EXTRACTED INFORMATION
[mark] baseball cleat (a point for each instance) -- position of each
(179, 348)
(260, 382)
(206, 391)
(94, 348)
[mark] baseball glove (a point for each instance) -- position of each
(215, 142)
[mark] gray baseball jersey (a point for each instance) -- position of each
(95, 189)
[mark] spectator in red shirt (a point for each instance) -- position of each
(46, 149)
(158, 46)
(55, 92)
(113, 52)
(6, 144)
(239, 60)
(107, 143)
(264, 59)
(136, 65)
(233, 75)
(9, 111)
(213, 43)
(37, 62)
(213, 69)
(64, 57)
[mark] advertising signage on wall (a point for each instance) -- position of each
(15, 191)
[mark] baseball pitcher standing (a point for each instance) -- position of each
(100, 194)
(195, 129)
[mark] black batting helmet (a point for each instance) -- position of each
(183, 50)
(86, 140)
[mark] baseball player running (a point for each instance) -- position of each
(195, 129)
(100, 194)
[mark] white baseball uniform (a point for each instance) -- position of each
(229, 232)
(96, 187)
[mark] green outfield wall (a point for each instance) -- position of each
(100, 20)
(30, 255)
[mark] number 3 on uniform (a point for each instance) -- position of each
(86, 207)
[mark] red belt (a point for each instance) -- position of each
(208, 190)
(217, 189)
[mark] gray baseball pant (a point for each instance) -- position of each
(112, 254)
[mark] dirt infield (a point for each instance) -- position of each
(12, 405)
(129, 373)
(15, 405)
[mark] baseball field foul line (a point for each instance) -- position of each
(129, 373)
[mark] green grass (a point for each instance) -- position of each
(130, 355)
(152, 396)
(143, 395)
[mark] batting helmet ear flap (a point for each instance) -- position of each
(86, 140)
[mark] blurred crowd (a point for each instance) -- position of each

* * *

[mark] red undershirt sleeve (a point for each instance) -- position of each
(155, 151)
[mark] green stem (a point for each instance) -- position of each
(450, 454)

TASK REQUIREMENTS
Reproduce the records without alteration, from the line that contains "[mark] dirt infield" up to and including the line that contains "[mark] blurred crowd".

EXERCISE ANSWER
[mark] dirt infield (a point for each instance) -- position of each
(12, 405)
(129, 373)
(15, 405)
[mark] baseball field foul line (a point for each instance) -- position of each
(129, 373)
[mark] green grass (a point for each instance) -- position of each
(130, 355)
(152, 396)
(143, 395)
[mark] batting helmet ear flap (a point for each instance) -- position of each
(86, 140)
[mark] blurred crowd (a point for each instance) -- position of each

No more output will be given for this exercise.